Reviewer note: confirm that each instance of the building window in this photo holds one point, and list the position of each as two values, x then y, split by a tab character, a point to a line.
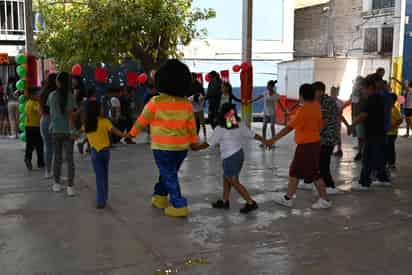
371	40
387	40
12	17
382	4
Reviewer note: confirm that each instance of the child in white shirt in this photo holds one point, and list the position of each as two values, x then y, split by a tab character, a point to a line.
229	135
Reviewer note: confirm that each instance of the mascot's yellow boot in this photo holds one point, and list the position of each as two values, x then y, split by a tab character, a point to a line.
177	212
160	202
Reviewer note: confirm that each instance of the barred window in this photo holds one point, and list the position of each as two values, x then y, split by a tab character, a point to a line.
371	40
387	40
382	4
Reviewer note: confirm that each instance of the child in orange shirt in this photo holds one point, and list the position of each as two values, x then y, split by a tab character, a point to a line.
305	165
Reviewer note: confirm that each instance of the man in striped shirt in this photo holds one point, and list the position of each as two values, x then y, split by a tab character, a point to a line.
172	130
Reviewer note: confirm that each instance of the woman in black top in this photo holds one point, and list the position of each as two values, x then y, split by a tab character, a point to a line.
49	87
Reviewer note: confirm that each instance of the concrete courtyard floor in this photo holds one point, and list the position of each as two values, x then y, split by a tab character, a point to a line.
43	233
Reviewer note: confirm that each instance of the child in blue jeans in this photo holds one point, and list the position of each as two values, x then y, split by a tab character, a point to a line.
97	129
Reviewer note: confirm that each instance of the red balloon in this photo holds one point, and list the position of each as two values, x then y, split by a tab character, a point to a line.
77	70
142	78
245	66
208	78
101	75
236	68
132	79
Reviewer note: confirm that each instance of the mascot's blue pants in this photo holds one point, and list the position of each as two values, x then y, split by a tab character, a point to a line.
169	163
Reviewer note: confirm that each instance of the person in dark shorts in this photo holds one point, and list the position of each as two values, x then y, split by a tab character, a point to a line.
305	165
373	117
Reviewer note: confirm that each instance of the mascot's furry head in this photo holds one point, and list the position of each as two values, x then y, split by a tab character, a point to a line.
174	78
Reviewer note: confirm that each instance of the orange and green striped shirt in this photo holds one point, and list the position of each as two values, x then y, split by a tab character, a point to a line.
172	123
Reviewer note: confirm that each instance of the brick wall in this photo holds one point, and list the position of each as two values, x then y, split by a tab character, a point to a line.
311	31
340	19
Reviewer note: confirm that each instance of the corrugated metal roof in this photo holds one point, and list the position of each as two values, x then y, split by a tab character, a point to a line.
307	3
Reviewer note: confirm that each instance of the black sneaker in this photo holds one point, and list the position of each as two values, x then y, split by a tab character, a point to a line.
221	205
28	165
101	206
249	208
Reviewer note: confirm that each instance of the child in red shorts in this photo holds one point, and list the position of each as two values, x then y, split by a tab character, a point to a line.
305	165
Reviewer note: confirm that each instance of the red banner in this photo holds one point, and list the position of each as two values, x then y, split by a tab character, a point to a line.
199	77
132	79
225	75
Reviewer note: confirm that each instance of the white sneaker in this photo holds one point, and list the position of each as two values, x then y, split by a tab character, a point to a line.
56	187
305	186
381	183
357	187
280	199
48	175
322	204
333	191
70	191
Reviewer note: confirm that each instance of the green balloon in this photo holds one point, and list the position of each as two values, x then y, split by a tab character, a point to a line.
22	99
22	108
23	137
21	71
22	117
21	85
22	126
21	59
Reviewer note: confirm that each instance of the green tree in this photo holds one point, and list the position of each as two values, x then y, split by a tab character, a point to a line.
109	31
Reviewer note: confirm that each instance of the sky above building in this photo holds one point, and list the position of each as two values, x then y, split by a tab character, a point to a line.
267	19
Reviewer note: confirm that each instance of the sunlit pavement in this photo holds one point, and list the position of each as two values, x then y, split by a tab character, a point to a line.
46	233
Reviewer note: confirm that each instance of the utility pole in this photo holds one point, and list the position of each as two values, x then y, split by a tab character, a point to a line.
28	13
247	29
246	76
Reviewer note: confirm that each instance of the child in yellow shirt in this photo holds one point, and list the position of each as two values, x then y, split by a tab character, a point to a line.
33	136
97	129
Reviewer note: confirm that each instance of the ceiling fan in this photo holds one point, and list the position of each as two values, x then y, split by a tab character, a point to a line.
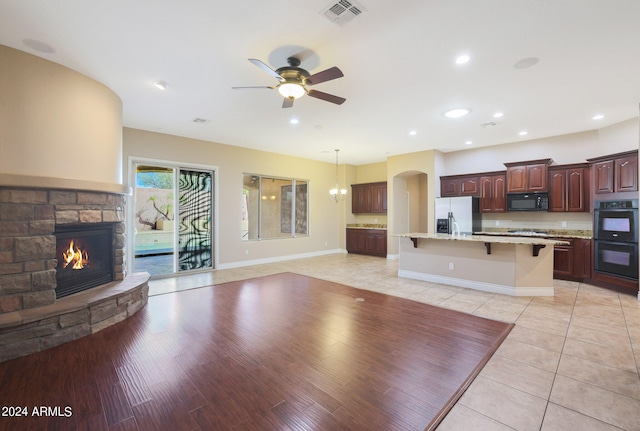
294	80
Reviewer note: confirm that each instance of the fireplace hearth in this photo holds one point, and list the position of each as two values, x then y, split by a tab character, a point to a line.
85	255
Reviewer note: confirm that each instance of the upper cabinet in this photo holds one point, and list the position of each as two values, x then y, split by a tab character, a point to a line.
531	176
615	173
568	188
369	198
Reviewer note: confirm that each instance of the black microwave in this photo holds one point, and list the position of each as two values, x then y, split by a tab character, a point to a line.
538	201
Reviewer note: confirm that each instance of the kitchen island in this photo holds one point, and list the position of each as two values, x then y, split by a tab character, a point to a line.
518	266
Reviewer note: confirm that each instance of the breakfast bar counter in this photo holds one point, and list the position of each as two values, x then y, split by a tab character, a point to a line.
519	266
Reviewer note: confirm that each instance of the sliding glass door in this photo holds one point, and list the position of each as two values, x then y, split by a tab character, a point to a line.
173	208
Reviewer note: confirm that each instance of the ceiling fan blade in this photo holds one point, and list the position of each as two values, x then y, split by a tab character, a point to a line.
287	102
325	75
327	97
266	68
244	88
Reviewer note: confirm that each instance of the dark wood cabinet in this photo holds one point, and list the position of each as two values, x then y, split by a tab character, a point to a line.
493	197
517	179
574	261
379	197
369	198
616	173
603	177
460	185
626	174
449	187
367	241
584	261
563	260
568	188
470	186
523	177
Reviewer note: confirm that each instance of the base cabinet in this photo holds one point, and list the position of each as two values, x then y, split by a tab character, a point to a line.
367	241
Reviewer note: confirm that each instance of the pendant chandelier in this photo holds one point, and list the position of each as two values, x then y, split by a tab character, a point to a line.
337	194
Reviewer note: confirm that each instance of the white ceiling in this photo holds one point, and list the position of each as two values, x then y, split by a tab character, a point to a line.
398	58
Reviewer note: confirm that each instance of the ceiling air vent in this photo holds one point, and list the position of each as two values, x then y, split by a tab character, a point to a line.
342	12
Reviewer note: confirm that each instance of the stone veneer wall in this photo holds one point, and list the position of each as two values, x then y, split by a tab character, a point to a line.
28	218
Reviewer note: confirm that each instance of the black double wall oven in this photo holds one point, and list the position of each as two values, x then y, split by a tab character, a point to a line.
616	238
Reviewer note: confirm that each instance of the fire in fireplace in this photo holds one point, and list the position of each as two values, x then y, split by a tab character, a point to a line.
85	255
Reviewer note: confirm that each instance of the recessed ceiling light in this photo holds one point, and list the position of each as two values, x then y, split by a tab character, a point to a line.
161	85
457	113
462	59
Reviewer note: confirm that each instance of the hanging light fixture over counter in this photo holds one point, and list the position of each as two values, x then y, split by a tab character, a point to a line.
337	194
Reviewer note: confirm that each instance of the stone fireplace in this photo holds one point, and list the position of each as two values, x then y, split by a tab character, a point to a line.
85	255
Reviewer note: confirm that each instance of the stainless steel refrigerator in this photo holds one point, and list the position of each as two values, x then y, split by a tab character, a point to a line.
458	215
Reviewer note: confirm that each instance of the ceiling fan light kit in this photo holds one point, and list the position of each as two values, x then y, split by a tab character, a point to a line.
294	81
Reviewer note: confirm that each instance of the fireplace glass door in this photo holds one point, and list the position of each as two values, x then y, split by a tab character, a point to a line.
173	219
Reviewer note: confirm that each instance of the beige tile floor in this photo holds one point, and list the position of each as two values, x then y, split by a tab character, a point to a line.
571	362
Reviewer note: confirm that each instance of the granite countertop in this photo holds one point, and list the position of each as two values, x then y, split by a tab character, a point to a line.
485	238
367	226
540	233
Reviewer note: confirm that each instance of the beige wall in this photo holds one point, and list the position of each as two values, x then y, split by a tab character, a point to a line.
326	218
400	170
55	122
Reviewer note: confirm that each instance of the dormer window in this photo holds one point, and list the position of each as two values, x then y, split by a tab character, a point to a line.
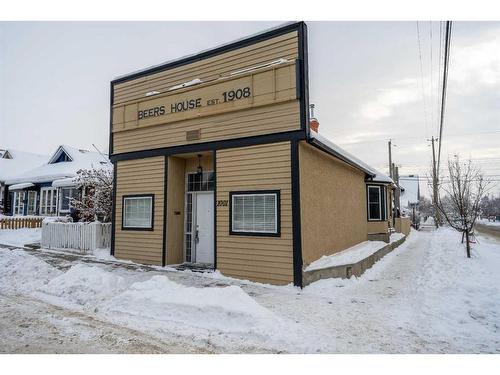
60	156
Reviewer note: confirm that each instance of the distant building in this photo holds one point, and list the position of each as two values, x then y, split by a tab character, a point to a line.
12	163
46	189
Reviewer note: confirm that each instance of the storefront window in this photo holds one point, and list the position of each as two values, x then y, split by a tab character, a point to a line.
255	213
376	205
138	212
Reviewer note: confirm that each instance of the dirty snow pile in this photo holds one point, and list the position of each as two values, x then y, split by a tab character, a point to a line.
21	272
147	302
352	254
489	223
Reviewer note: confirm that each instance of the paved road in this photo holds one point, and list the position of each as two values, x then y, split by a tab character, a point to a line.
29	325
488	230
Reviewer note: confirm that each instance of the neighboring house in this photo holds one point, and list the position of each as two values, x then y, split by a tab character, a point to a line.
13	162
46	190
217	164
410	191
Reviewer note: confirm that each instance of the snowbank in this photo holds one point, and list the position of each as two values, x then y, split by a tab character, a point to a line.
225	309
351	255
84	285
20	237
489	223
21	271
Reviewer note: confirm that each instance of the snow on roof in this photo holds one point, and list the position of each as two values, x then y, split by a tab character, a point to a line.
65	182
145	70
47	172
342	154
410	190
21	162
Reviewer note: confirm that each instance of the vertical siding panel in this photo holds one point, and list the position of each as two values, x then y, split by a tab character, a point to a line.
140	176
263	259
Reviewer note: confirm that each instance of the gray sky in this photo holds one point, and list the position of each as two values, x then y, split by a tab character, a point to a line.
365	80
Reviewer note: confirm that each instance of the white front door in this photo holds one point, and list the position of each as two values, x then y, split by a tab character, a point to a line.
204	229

**EXERCISE**. Only the lines from the one with "Reviewer note: confirm that each instance of the white front" through the final line above should be repeated, each exactly as written.

**WORKED SOLUTION**.
Reviewer note: confirm that each instance of the white front door in this photo holds one point, and list the position of each as two values, x then y, split by a tab character, a point to a line.
204	229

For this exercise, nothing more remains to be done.